* AIM
Reproduce word for word the part of the Changeling the Lost commentary below, starting at "#1 - You're" and ending at "of returning home.".

* SELECTED EXTRACT
——————

The Rabbit Hole is Fucking Scary

The main change that they made to Changeling the Lost to make it not so happy funtime la la la blarghlearghle is by recontextualizing the struggle to remain sane, balanced, and "together." So instead of having Glamour be the magical cure-all that flows from highly imaginative people only and banal "drones" chase it away, with the faerie realms being wonderful places? What were once "banal drones" can just as easily provide Glamour because in many cases it's still about inspiring awe and wonderment in mortals. However you do this because you want more faerie energy so that when you get into a facedown with one of the Gentry, who are severely weakened by coming out into the mortal realm, as opposed to going into the places where they hold power? ... that they don't just greasespot you and you can either fight or hide or even just die on your own terms instead of being taken away. And, of course, there's the group that pretends that time will never come.

The major differences I'd have to hit on would be these.

#1 - You're Not a Child: Every Changeling character in The Lost was once mortal. In fact, the longer they were a mortal person, the more likely they are to be able to make the trip back home... children who have no memory of the mortal world anymore once they've spent their small eternities in Arcadia are the ones who are damned forever to remain in Arcadia. As a general rule time has still passed (though sometimes oddly) so even though the faeries rarely take those who are older than young adults, the cast of characters is also still mature... the youngest Lost character would still be into their teens at worst, most likely. There is some fuzziness admittedly... time in Arcadia does not flow 1 to 1 for time on Earth, although that just as easily means that when the Changeling returns, he's spent 10 years to the mortal 1, and is no longer capable of returning home.

——————

* EXCERPTED DATA
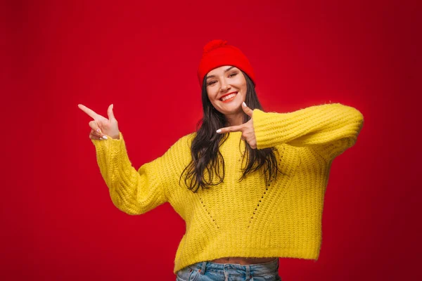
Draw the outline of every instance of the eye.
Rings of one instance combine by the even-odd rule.
[[[215,83],[216,83],[215,80],[210,81],[208,83],[207,83],[207,86],[211,86],[211,85],[212,85],[212,84],[214,84]]]

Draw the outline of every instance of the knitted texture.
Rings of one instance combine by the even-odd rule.
[[[219,148],[224,182],[197,193],[179,177],[191,161],[196,133],[184,136],[161,157],[136,170],[120,139],[92,140],[111,200],[122,211],[143,214],[169,202],[186,222],[174,273],[222,257],[290,257],[317,260],[324,198],[333,159],[352,146],[363,125],[357,110],[339,103],[293,112],[252,115],[257,148],[275,147],[276,180],[265,185],[258,171],[242,181],[241,133]]]

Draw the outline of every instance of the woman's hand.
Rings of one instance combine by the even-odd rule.
[[[83,105],[77,105],[84,112],[89,115],[94,120],[88,124],[91,127],[89,138],[93,140],[107,139],[107,136],[115,139],[119,139],[120,131],[117,126],[117,120],[113,112],[113,105],[110,105],[107,110],[108,119],[96,114],[94,110]]]
[[[255,135],[255,130],[253,129],[253,122],[252,121],[252,114],[253,110],[246,106],[246,103],[242,103],[242,109],[243,112],[248,115],[250,116],[250,119],[241,125],[231,126],[229,127],[222,128],[217,130],[217,133],[225,133],[234,131],[241,131],[242,136],[241,138],[243,140],[246,140],[249,145],[253,149],[257,148],[257,138]]]

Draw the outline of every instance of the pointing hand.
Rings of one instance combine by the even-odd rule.
[[[109,136],[112,138],[119,139],[120,131],[117,126],[117,120],[115,118],[113,112],[113,105],[110,105],[107,110],[108,119],[96,113],[85,105],[77,105],[77,107],[94,119],[89,123],[91,127],[89,138],[93,140],[103,140],[108,138],[107,136]]]
[[[249,108],[245,103],[242,104],[243,112],[250,116],[250,119],[241,125],[231,126],[229,127],[222,128],[217,130],[217,133],[225,133],[229,132],[241,131],[242,136],[241,138],[246,140],[249,145],[253,149],[257,148],[257,139],[255,138],[255,130],[253,129],[253,122],[252,120],[252,114],[253,110]]]

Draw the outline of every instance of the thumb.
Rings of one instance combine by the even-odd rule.
[[[249,115],[252,117],[252,114],[253,113],[253,110],[251,110],[250,108],[249,108],[248,107],[248,105],[246,105],[246,103],[245,103],[245,102],[243,102],[243,103],[242,103],[242,109],[243,110],[243,112],[245,113],[246,113],[248,115]]]
[[[112,103],[111,105],[110,105],[110,106],[108,107],[108,109],[107,110],[107,115],[108,115],[108,119],[110,121],[116,119],[114,117],[114,113],[113,112],[113,105]]]

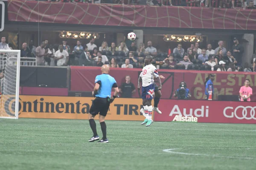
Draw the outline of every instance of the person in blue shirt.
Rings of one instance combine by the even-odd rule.
[[[97,133],[96,123],[94,117],[99,113],[99,120],[102,131],[102,138],[98,142],[101,143],[108,143],[107,139],[107,126],[105,123],[105,117],[108,110],[109,105],[112,103],[119,93],[117,84],[115,79],[108,74],[109,67],[104,65],[101,68],[102,74],[96,76],[95,86],[93,91],[93,96],[96,97],[93,101],[93,104],[90,109],[89,113],[89,122],[93,133],[93,136],[88,142],[94,142],[99,139]],[[113,96],[111,96],[112,88],[115,89]]]
[[[213,96],[213,80],[214,80],[215,76],[215,75],[214,74],[210,74],[208,77],[206,78],[205,82],[204,82],[205,85],[205,91],[204,94],[206,95],[206,99],[207,100],[209,97],[209,94],[208,94],[209,85],[211,85],[212,86],[212,96]]]

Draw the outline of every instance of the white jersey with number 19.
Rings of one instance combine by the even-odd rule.
[[[142,79],[142,86],[146,87],[154,83],[154,76],[158,77],[157,68],[152,64],[146,65],[142,69],[140,75]]]

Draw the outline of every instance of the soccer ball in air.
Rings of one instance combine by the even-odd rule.
[[[135,40],[135,38],[136,38],[136,34],[133,32],[130,32],[130,33],[128,34],[128,35],[127,35],[127,38],[130,40],[133,41],[134,40]]]

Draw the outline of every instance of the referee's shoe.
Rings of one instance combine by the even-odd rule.
[[[99,136],[93,136],[90,139],[88,140],[88,142],[94,142],[96,141],[97,141],[99,139]]]

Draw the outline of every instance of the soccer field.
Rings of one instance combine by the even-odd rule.
[[[106,123],[104,144],[87,120],[1,119],[0,169],[256,169],[255,125]]]

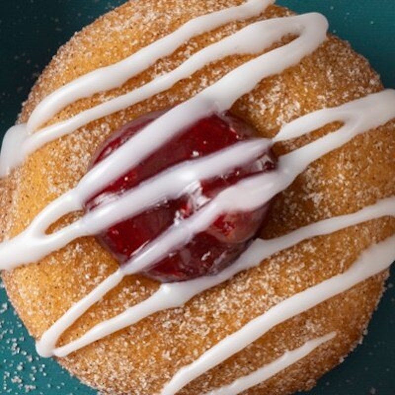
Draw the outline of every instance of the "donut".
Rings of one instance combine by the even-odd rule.
[[[395,91],[270,0],[133,0],[4,138],[0,267],[103,394],[286,395],[361,341],[395,258]]]

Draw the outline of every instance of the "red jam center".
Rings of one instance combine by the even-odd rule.
[[[107,141],[96,156],[92,166],[102,160],[162,113],[155,113],[128,123]],[[158,131],[158,132],[160,132]],[[91,210],[142,181],[181,162],[204,157],[238,141],[254,137],[254,131],[230,114],[214,115],[199,120],[155,151],[139,165],[86,204]],[[273,170],[276,159],[270,152],[226,174],[201,180],[192,193],[164,201],[142,213],[112,227],[98,236],[99,241],[122,264],[132,258],[176,222],[199,210],[220,192],[252,175]],[[240,197],[242,198],[242,197]],[[266,204],[250,212],[229,213],[218,218],[205,231],[187,245],[155,263],[144,274],[162,282],[183,281],[215,274],[231,264],[248,246],[262,226]]]

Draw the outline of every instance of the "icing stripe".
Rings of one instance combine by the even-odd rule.
[[[148,69],[158,59],[170,55],[193,37],[235,20],[257,16],[273,2],[274,0],[249,0],[240,6],[198,17],[121,62],[82,76],[53,92],[37,106],[27,124],[17,125],[6,133],[0,154],[0,177],[6,176],[28,155],[46,143],[72,133],[90,121],[168,89],[211,61],[227,55],[250,51],[255,53],[263,50],[265,43],[270,37],[275,38],[276,40],[279,40],[281,36],[278,37],[278,33],[273,29],[271,31],[271,29],[269,31],[263,30],[265,26],[262,23],[251,25],[220,43],[199,51],[174,71],[156,79],[128,94],[42,129],[39,133],[33,134],[36,129],[69,104],[94,93],[116,88]],[[259,40],[256,40],[258,36]],[[268,45],[272,42],[269,41]],[[9,155],[10,152],[13,155]]]
[[[30,133],[36,130],[61,110],[79,99],[121,86],[159,59],[171,55],[193,37],[234,21],[258,16],[274,2],[248,0],[239,6],[198,16],[120,62],[75,79],[47,96],[37,106],[28,122],[28,130]]]
[[[280,37],[287,33],[299,33],[300,34],[300,37],[286,45],[265,53],[235,69],[200,93],[154,121],[142,132],[137,133],[110,157],[95,166],[82,178],[76,188],[64,195],[52,205],[50,205],[45,209],[42,212],[42,215],[39,215],[36,218],[35,223],[40,222],[42,217],[45,218],[44,220],[44,223],[45,224],[47,223],[48,218],[52,221],[58,219],[59,216],[56,218],[52,215],[51,211],[54,206],[56,207],[55,211],[57,215],[63,216],[67,214],[66,210],[62,210],[61,208],[62,199],[65,196],[67,197],[68,199],[79,201],[80,208],[82,207],[84,201],[86,201],[95,193],[111,184],[113,180],[122,175],[125,168],[130,168],[138,164],[162,144],[185,130],[189,125],[213,113],[221,113],[227,110],[238,98],[253,89],[262,79],[280,72],[285,68],[297,64],[303,57],[313,52],[326,39],[327,21],[323,16],[319,14],[307,14],[289,18],[279,18],[276,21],[276,23],[273,23],[272,20],[265,21],[265,24],[271,27],[268,32],[275,29],[277,33],[280,32]],[[251,38],[251,39],[252,38]],[[226,92],[226,95],[224,94],[224,92]],[[356,104],[354,110],[357,116],[358,108],[357,104]],[[376,109],[376,111],[378,110]],[[378,116],[382,116],[384,112],[384,109],[380,111]],[[379,118],[380,118],[380,116]],[[153,140],[152,136],[158,130],[160,130],[161,133],[156,133],[156,138]],[[40,134],[39,133],[37,135]],[[131,153],[133,153],[133,155],[131,155]],[[202,158],[202,160],[204,159]],[[278,184],[277,180],[273,178],[273,175],[268,175],[272,177],[272,184],[274,181]],[[237,198],[239,196],[238,194],[240,192],[237,190],[239,184],[249,188],[252,179],[251,178],[249,182],[239,183],[236,187],[227,190],[225,192],[228,196],[226,194],[219,195],[214,199],[215,201],[213,200],[211,204],[208,205],[209,207],[202,210],[198,215],[193,216],[194,222],[192,226],[190,225],[190,221],[183,221],[183,227],[180,226],[172,229],[173,233],[170,237],[166,234],[166,237],[172,238],[171,246],[173,247],[175,245],[175,233],[177,233],[179,235],[178,242],[185,243],[186,239],[193,236],[194,229],[198,227],[199,219],[202,219],[200,225],[200,228],[203,223],[209,224],[208,221],[210,218],[213,221],[215,219],[213,218],[214,214],[221,210],[221,207],[218,206],[218,203],[221,204],[229,202],[235,204],[237,202],[242,203],[242,202],[237,201],[238,199],[235,199],[232,195],[237,194]],[[254,182],[256,181],[259,182],[270,181],[270,178],[266,177],[264,179],[254,178],[253,180]],[[284,178],[284,185],[286,186],[287,182],[290,180],[289,177],[286,180]],[[267,186],[272,187],[272,184],[268,183]],[[281,190],[277,189],[274,194],[280,190]],[[249,195],[250,194],[247,195]],[[229,195],[231,196],[229,197]],[[271,196],[273,196],[272,193]],[[262,197],[265,196],[264,193],[260,197],[257,193],[254,194],[253,196],[255,199],[254,204],[257,204],[258,205],[261,205],[271,197],[271,196],[266,200],[263,200]],[[252,195],[251,195],[251,198],[252,198]],[[151,197],[148,197],[147,200],[149,200],[150,198]],[[229,198],[231,200],[229,202],[227,201],[227,199]],[[246,202],[247,200],[245,201]],[[78,205],[76,204],[76,205]],[[224,207],[223,208],[225,209],[226,207]],[[245,209],[241,207],[235,207],[234,208],[233,211]],[[125,210],[126,207],[122,206],[119,209]],[[249,209],[247,209],[248,210]],[[127,214],[126,211],[124,212],[125,215]],[[92,221],[94,218],[94,214],[89,218],[85,216],[82,221],[75,223],[69,227],[49,236],[44,236],[42,234],[42,230],[39,229],[38,227],[35,231],[32,231],[31,228],[28,228],[13,240],[0,245],[0,266],[3,268],[13,268],[16,265],[28,263],[33,260],[37,260],[45,256],[54,250],[54,248],[57,249],[60,248],[62,240],[67,242],[67,243],[71,241],[72,237],[75,238],[76,236],[85,236],[84,231],[86,227],[89,225],[93,228],[95,226],[95,223]],[[36,225],[33,227],[35,226]],[[38,232],[38,230],[40,231]],[[167,243],[167,241],[163,241],[161,239],[157,240],[158,242],[159,241],[162,243]],[[156,249],[158,250],[158,249]],[[168,249],[168,248],[165,248],[164,251]],[[146,257],[145,261],[139,264],[139,267],[148,264],[147,259],[151,259],[150,254],[152,253],[152,250],[150,251],[148,256],[146,250],[139,255],[139,260],[141,259],[142,257],[144,259]],[[125,265],[125,267],[127,266]],[[128,266],[130,267],[130,265]],[[133,267],[137,267],[136,260],[133,262]],[[125,273],[129,273],[128,270],[125,270]]]
[[[116,200],[85,214],[61,230],[46,234],[51,224],[68,213],[83,208],[78,196],[79,190],[72,190],[47,206],[25,231],[0,244],[0,268],[9,270],[38,261],[78,237],[97,234],[161,201],[177,198],[198,187],[199,180],[225,174],[263,155],[264,158],[271,145],[270,140],[250,140],[204,158],[186,161],[142,183]]]
[[[336,336],[336,332],[322,337],[309,340],[303,346],[292,351],[287,351],[273,362],[265,365],[256,371],[235,380],[228,386],[214,390],[205,395],[237,395],[243,391],[255,387],[273,377],[287,367],[302,359],[320,346],[327,343]]]
[[[309,133],[326,124],[327,121],[333,122],[340,120],[345,122],[337,131],[330,133],[281,157],[278,160],[276,171],[241,181],[219,194],[189,219],[171,227],[155,240],[154,243],[149,243],[140,253],[123,266],[124,273],[125,274],[136,273],[147,265],[158,261],[166,255],[166,251],[186,244],[194,235],[206,229],[224,211],[250,211],[261,206],[287,188],[311,163],[340,148],[369,128],[384,124],[395,117],[394,103],[395,103],[395,90],[388,89],[339,107],[320,110],[285,125],[284,128],[286,133],[283,133],[283,129],[282,129],[279,133],[280,137],[275,138],[274,142],[279,141],[280,139],[292,138],[301,135],[301,124],[306,126],[305,131]],[[263,147],[267,140],[263,141]],[[212,157],[210,156],[210,158],[216,160],[217,157],[222,158],[221,156],[223,154],[224,152],[220,152],[213,154]],[[110,158],[116,155],[117,152],[111,155]],[[129,156],[130,157],[130,152]],[[205,171],[210,171],[210,166],[206,165],[209,164],[210,158],[199,159],[199,164],[203,165],[202,172],[204,172],[204,169]],[[215,163],[217,163],[219,169],[227,169],[232,167],[234,160],[232,156],[229,156],[223,159],[223,162],[221,160],[222,165],[218,164],[217,161]],[[228,165],[229,163],[231,164]],[[125,168],[124,166],[123,168]],[[181,168],[185,168],[188,174],[188,167]],[[10,269],[41,259],[53,251],[64,246],[76,237],[98,233],[114,225],[119,218],[127,218],[133,210],[141,212],[154,201],[153,197],[155,197],[156,194],[153,191],[156,190],[158,184],[154,183],[151,179],[144,184],[146,186],[147,193],[144,189],[146,187],[133,189],[114,204],[108,206],[105,205],[102,208],[90,213],[58,232],[45,235],[45,231],[49,225],[69,212],[70,206],[74,209],[80,209],[82,207],[83,200],[81,198],[83,197],[80,196],[80,191],[84,191],[85,195],[89,194],[92,190],[90,189],[91,184],[94,184],[95,181],[98,182],[96,176],[91,176],[90,174],[94,173],[94,168],[82,179],[77,188],[61,197],[47,207],[25,231],[13,239],[0,244],[0,267]],[[196,175],[198,177],[197,179],[204,178],[201,176],[203,172],[200,175]],[[158,176],[159,182],[163,174]],[[180,177],[185,180],[186,176],[182,171]],[[171,183],[166,182],[163,185],[163,193],[165,196],[170,196],[175,193],[171,189]],[[142,198],[137,201],[142,205],[138,207],[137,204],[130,204],[137,198],[139,194]],[[238,199],[239,196],[243,196],[243,198]],[[125,201],[129,203],[123,204]],[[159,245],[160,247],[158,246]]]
[[[365,250],[353,266],[316,285],[280,302],[230,335],[180,369],[160,395],[174,395],[189,383],[241,351],[276,325],[342,293],[391,266],[395,256],[395,236]]]
[[[102,298],[113,285],[100,284],[85,298],[74,305],[48,329],[36,344],[42,356],[65,356],[93,342],[133,325],[158,312],[180,307],[200,292],[231,279],[238,273],[256,267],[271,255],[296,245],[304,240],[329,235],[342,229],[387,216],[395,216],[395,197],[384,199],[353,214],[335,217],[312,224],[276,238],[257,239],[234,264],[216,276],[207,276],[190,281],[162,284],[146,300],[127,309],[116,316],[94,326],[81,337],[67,345],[55,348],[63,333],[76,319]],[[120,271],[114,279],[122,278]],[[115,281],[116,281],[115,280]],[[120,281],[120,280],[119,280]],[[118,285],[117,282],[115,285]]]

——————

* SOLUTION TO THE EXERCISE
#1 - You're Not a Child: Every Changeling character in The Lost was once mortal. In fact, the longer they were a mortal person, the more likely they are to be able to make the trip back home... children who have no memory of the mortal world anymore once they've spent their small eternities in Arcadia are the ones who are damned forever to remain in Arcadia. As a general rule time has still passed (though sometimes oddly) so even though the faeries rarely take those who are older than young adults, the cast of characters is also still mature... the youngest Lost character would still be into their teens at worst, most likely. There is some fuzziness admittedly... time in Arcadia does not flow 1 to 1 for time on Earth, although that just as easily means that when the Changeling returns, he's spent 10 years to the mortal 1, and is no longer capable of returning home.